Point-per-instance localization data
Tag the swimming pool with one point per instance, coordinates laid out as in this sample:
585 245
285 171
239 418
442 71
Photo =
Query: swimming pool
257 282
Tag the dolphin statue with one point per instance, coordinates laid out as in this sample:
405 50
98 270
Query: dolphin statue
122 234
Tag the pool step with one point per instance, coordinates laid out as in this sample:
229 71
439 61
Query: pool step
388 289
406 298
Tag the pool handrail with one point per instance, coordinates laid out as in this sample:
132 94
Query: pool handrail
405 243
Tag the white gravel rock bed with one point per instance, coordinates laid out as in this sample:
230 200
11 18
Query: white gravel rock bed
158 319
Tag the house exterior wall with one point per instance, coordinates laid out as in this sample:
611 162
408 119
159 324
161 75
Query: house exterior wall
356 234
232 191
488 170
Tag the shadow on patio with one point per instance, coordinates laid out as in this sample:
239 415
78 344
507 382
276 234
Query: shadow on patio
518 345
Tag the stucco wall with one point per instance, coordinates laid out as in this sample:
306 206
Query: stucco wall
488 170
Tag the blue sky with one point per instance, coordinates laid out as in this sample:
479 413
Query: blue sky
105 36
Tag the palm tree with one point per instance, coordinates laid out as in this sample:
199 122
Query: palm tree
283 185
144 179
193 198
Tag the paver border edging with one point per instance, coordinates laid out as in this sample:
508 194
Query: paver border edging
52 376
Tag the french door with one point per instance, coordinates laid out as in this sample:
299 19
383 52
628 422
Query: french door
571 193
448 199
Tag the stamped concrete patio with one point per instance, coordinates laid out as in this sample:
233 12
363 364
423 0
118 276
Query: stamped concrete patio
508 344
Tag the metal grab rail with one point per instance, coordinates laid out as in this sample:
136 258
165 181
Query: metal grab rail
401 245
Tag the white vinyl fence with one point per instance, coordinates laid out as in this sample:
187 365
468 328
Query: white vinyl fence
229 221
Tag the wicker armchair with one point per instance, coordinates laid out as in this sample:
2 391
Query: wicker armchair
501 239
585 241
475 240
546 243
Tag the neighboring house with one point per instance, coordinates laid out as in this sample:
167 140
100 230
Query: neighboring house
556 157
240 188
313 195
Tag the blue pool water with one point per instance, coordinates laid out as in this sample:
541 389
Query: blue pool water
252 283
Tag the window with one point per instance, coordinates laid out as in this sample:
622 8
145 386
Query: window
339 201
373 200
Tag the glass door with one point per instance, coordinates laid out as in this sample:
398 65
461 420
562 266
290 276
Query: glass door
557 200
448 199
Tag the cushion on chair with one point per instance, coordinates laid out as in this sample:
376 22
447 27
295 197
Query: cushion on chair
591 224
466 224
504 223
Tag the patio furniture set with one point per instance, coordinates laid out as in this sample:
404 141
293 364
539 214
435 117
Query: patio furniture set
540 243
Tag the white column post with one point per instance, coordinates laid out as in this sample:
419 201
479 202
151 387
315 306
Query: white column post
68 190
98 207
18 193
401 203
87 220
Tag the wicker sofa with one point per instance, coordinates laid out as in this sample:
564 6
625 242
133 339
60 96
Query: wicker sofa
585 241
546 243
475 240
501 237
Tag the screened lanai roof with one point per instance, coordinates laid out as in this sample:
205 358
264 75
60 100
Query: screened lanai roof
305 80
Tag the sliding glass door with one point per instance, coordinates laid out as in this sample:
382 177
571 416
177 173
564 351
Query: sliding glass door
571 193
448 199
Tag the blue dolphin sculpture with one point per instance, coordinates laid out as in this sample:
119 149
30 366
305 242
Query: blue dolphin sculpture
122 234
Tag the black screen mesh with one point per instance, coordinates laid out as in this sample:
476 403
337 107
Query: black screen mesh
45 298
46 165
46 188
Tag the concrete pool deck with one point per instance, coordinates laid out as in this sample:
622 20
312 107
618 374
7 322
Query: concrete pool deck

**Task statement**.
Only a number should be given in reply: how many lines in the entries above hold "deck".

**Solution below**.
2